▶ WHAT IS EXPECTED
Render the lines of the material as a numbered list, leaving out blank lines and the pictures.

──────── ENTRIES SUPPLIED

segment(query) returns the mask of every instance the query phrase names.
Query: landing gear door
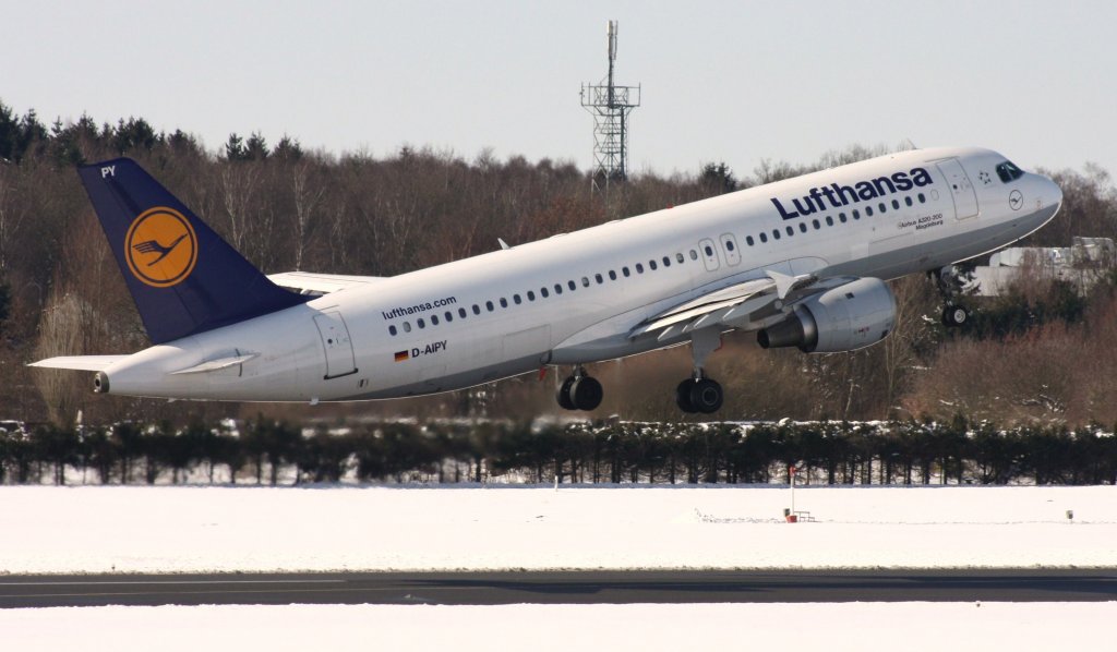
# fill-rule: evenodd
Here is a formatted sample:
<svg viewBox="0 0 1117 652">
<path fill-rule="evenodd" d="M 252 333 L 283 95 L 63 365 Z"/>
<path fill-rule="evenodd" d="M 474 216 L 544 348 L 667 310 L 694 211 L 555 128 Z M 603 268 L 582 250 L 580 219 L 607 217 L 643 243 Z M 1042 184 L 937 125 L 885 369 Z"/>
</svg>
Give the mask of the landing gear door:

────────────────

▶ SOLUTION TO THIS TASK
1. segment(query) returns the mask of every instance the query phrase names.
2. Query: landing gear door
3. # fill-rule: evenodd
4. Here is a formatted sample:
5. <svg viewBox="0 0 1117 652">
6. <path fill-rule="evenodd" d="M 252 333 L 283 95 L 63 365 Z"/>
7. <path fill-rule="evenodd" d="M 474 216 L 544 348 L 667 310 L 694 211 L 555 128 Z M 603 268 L 582 250 L 580 219 L 607 217 L 643 243 Z M 1042 184 L 937 125 L 885 369 Z"/>
8. </svg>
9. Give the mask of the landing gear door:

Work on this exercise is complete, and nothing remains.